**Exercise instructions**.
Do the following statements agree with the post about the tsunami? For each, answer yes or no and quote the words from the post that decide it.
(a) The tsunami reached at least eight feet in Crescent City.
(b) The waves at Shelter Cove were about ten feet high.
(c) The writer learned of the earthquake and tsunami early in the morning.

The Day The Wave Hit.

Posted on March 21, 2011 by Mikal

By Mikal Jakubal

Note: I had started the previous post about seeds before the Japanese earthquake and tsunami. I wanted to finish the story as it was, so what I excluded was the fact that as I was off photographing those seeds, a boombox in the background at the friend’s house was tuned to our local community radio station, KMUD, providing updates on the tsunami that had just hit the Northcoast that morning. I began writing this, but had to put it aside while I studied for my EMT recert exam last week. Having passed that sucessfully, I can get back to writing about film making and weed growing and other things Humboldt.

With so much attention on the tragedy unfolding in Japan, readers from outside Northern California or coastal Oregon may not have realized that the Northcoast got walloped with a tsunami that reached at least eight feet in Crescent City, just to the north of Humboldt County. There, the waves and surge completely destroyed the marina and many of the boats that had not been moved out. Most of the local fishing fleet got warning, rode out the waves at sea and are now berthed in Humboldt Bay until the marina gets rebuilt in Crescent City Harbor. One man was killed when he was swept into the water near the Klamath River just to the south.

Shelter Cove is about 15 narrow, curvy miles from where I live. The only low-lying structure is the boat ramp, though houses along the lower edges of the waterfront are less than twenty feet above the high tide level on a small cliff. The waves that came in around 7am were approximately 6′ high and smashed up against the cliffs. Atypically for me, I slept in late that morning and didn’t look at any news for a while, so I didn’t even know about the earthquake and tsunami until almost lunch time. The National Oceanic and Atmospheric Administration was predicting possible peak waves for The Cove around 3pm, with the danger subsiding by 7pm.

**Data lines**.
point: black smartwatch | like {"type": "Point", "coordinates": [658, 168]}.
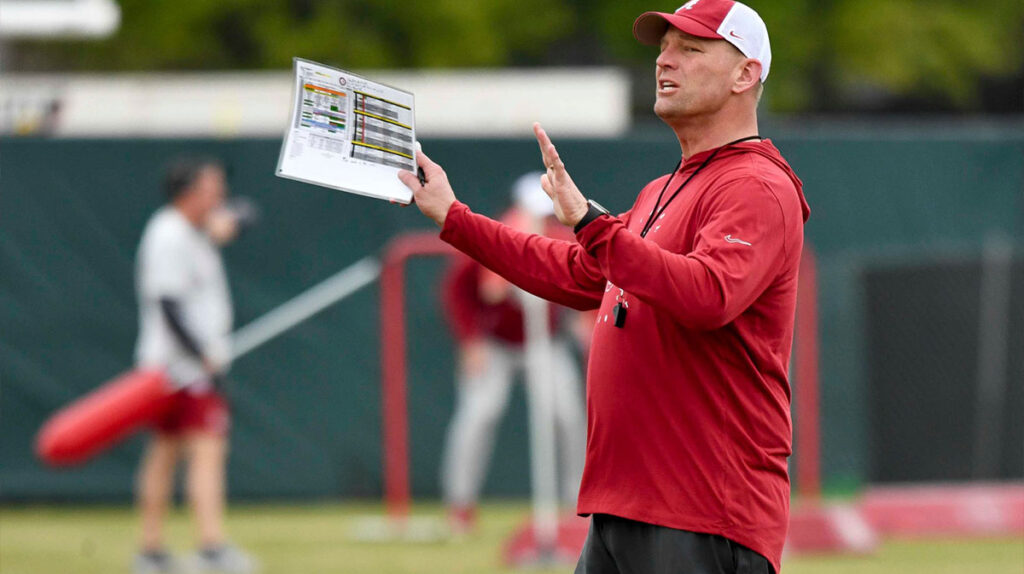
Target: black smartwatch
{"type": "Point", "coordinates": [594, 211]}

**Reply**.
(a) Yes: "reached at least eight feet in Crescent City"
(b) No: "approximately 6′ high"
(c) No: "didn’t even know about the earthquake and tsunami until almost lunch time"